→ DOCUMENT SECTION
::::::::

In this piece, performance artist and writer Guillermo Gómez-Peña articulates a passionate defense of "undocumented" immigrants, post-national identity, and a multiracial USA. This text-in-progress is part of the borderless movement of citizen journalism circulating in cyberspace.

I

In October 2006, King George signed a bill authorizing the construction of an additional "border security" wall spanning one-third of the US-Mexican border. The plan was to build a concrete wall replete with floodlights, surveillance cameras, and motion detectors. On the front-page photo of Mexico's daily La Jornada, George W. and a group of opportunistic governors and politicos from the southwestern states stand posed before a postcard-perfect Arizona landscape. The President sat at a table signing the bill, his sycophantic groupies fanned about him, gawking and gaping like backstage groupies. It was pure performance art for electoral purposes. The photo was published throughout Latin America and caused general outrage.

I asked myself: "Who is going to build that pinche wall—undocumented migrants hired by Halliburton?"1

A month later, Congress approved the proposal—the same week they squashed habeas corpus. Una mera coincidencia?

Outside this country of the US everyone asks: "Why does the US need more walls and more isolationistic politics? Aren't they isolated enough already?" But within our borders Washington incessantly chants: "National security! Homeland security!" More walls, laws, and border patrols!

The master narrative of US national security (as written by the neocons in collaboration with the mainstream media) reads: "Muslim radicals are out to get 'us'; 'illegal aliens' are out to take 'our' jobs. We, victims of the wrath of history, are merely innocent bystanders. Our only crime is our belief in freedom and democracy." This strategic deployment of the rhetoric of victimization and of heroism and of moral panic clearly justifies both the tightening of our [End Page 196] borders and the militarization of our international policies.

II

This is the new brand of immigration hysteria: bigger, better, whiter.

As the years have passed and the US has nurtured its citizens' convalescence from post 9/11 shock, nativist newscasters, opportunistic politicians, right-wing think-tanks (FAIR), and citizen groups continue to portray Latino immigrants as the source of all our social and cultural ills and of our financial tribulations— even, at times, as distant relatives of Arab extremists.

::::::::

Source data
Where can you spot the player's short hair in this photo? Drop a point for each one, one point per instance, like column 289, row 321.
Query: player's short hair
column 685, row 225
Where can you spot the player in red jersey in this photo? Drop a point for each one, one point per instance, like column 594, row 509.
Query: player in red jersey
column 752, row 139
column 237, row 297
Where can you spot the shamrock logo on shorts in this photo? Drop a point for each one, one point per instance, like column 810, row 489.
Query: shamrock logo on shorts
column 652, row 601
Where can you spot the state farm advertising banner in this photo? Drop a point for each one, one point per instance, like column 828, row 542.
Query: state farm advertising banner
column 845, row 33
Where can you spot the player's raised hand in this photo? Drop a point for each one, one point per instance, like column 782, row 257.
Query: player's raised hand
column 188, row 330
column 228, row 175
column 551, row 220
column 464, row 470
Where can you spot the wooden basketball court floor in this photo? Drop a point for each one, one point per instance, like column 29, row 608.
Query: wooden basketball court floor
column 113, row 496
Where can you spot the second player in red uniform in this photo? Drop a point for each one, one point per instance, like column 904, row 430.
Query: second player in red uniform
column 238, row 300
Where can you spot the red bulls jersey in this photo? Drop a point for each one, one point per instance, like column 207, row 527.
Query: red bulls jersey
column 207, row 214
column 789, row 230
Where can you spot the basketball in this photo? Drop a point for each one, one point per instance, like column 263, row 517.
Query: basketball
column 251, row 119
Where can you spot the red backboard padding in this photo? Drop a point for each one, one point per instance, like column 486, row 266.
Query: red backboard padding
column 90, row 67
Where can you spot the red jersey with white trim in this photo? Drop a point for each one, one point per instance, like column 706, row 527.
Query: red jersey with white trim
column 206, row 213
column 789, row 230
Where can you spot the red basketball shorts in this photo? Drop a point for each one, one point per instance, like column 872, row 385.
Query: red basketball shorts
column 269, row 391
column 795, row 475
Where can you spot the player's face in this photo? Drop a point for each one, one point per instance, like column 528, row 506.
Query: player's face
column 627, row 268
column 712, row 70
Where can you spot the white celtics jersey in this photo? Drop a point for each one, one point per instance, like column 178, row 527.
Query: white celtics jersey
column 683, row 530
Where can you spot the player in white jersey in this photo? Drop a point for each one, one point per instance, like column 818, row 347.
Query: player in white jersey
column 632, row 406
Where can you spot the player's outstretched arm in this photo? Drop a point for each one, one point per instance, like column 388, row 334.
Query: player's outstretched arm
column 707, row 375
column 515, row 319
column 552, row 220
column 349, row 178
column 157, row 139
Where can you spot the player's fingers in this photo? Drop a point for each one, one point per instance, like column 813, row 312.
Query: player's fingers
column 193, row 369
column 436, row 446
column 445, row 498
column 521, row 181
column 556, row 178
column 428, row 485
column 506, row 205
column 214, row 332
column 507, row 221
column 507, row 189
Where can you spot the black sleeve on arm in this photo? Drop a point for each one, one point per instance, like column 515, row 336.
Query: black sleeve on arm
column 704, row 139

::::::::

→ TO DO
A: Answer these questions using the essay on the border wall and immigration.
(i) In what month and year was the bill authorizing the additional wall signed?
(ii) What did Congress squash in the same week it approved the proposal?
(iii) What three words describe the new brand of immigration hysteria?
B: Carry on the essay on the border wall and immigration from where it stops, keeping its voice and line of argument.

→ ANSWER SET
A:
(i) October 2006
(ii) Habeas corpus
(iii) Bigger, better, whiter

B:
Since 9/11, the semiotic territory encompassed by the word "terrorist" has expanded considerably. First it referred strictly to Al Qaeda and the Taliban, then to Muslim "fundamentalists," eventually it engulfed all Muslims, and then finally all Arabs and Arab-looking people. In 2003, when a Palestinian friend told me: "We (Arabs) are the new Mexicans, and by extension you are all Arabs," I realized how easily the demon mythologies of the brown body transfer from race to race, from country to country. Memories, like attention spans, are short and mutable. Color, like disease, is contagious…

Former Attorney General John Ashcroft forged the missing link between the War on Terror and Latin America. During his reign a Puerto Rican Muslim named Padilla was detained as he returned to the US from a "suspicious" visit to Pakistan. On several other occasions Mexican migrants were detained for an indefinite period of time without explanation or legal counsel. Their crimes? One of them wore a tattoo with the image of Bin Laden. Another one, a Mexican ice cream vendor, was seized while videotaping a government building in Fresno. He wanted to send a tape to his family back home "to show them the beautiful buildings of his host city." These cases are heartbreaking and reveal a frightening political reality: the scattershot US War on Terror has definite second front line, the US-Mexico border.

During a CNN "town meeting" on border issues conducted by anti-immigrant pundit Lou Dobbs, Republican Michael McCaul explained: "You know, after 9/11 the border is really a national security issue. We simply do not know who is coming into this country." The implication of his warning was clear...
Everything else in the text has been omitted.